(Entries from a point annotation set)

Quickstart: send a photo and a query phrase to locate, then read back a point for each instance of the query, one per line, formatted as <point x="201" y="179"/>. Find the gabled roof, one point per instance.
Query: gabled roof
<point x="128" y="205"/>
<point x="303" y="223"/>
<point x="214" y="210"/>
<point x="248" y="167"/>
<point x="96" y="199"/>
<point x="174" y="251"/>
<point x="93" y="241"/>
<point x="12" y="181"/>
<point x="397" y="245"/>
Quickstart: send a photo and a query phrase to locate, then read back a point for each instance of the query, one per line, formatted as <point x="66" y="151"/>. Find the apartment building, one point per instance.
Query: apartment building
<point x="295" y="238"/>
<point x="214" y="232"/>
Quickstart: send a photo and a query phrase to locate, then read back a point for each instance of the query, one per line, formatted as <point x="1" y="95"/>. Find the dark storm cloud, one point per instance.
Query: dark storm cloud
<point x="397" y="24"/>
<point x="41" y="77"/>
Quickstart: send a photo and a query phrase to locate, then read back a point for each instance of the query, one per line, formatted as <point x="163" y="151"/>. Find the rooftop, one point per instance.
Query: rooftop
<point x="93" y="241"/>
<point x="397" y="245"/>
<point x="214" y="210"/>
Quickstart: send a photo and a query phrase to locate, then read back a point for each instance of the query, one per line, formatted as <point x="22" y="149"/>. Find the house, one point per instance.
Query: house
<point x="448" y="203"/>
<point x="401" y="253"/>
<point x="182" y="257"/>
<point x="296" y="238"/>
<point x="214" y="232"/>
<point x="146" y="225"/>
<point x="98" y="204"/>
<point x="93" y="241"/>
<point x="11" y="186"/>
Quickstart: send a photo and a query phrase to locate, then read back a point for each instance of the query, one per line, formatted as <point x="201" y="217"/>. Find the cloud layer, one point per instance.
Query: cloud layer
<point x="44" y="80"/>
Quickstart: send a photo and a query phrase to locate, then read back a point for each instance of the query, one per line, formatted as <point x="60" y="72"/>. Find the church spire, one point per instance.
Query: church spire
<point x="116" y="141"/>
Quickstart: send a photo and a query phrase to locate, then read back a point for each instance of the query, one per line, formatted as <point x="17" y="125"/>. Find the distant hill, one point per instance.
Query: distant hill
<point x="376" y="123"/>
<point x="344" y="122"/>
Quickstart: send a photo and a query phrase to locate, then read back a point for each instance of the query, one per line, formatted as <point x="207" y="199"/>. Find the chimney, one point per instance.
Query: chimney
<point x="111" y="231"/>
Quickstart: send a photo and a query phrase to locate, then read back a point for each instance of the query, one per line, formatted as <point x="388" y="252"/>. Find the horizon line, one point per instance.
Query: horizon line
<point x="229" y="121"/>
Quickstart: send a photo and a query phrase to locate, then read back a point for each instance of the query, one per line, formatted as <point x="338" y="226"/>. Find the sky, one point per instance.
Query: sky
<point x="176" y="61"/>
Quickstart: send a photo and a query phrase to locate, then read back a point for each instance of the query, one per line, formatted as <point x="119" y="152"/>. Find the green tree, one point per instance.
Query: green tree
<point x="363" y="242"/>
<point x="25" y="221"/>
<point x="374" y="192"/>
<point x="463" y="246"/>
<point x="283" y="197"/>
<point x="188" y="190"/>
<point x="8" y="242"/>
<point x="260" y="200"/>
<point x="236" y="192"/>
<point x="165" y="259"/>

__GIVEN PROBLEM__. Rewrite every line from the row containing "hill, one point per instance." through the last row, requests included. Shift each x and y coordinate in the answer points up by 138, and leave the numbers in the requests and their format samples unchanged.

__TASK OUTPUT__.
Quickstart: send a photo and a query phrase to locate, then read back a point for each instance of the query, one per line, formatted as <point x="17" y="125"/>. Find the distant hill, one point per instance.
Query: distant hill
<point x="514" y="261"/>
<point x="482" y="260"/>
Quickstart: send a photo and a query phrase to locate, then read back a point for each instance of the query, one per line, formatted as <point x="207" y="199"/>. Find the chimney, one point per instance.
Query: chimney
<point x="249" y="369"/>
Quickstart: send a photo and a query phrase to locate, then read back a point for each instance of the query, one per line, formatted as <point x="388" y="252"/>. Find the horizon line, one point per instance.
Query: horizon line
<point x="367" y="259"/>
Quickstart: send a photo and a query phrase to locate, then read back a point for each instance of the query, one per line, formatted as <point x="338" y="226"/>. Find the sky, one point per instance.
Query: sky
<point x="314" y="199"/>
Quickstart: send a photo and a query phrase to locate, then read back a point for each instance of the query, one per line, formatted as <point x="119" y="152"/>. Find the green tree, one point per instance.
Query: green tree
<point x="501" y="380"/>
<point x="163" y="359"/>
<point x="512" y="330"/>
<point x="601" y="384"/>
<point x="421" y="335"/>
<point x="326" y="328"/>
<point x="146" y="380"/>
<point x="398" y="338"/>
<point x="374" y="330"/>
<point x="303" y="397"/>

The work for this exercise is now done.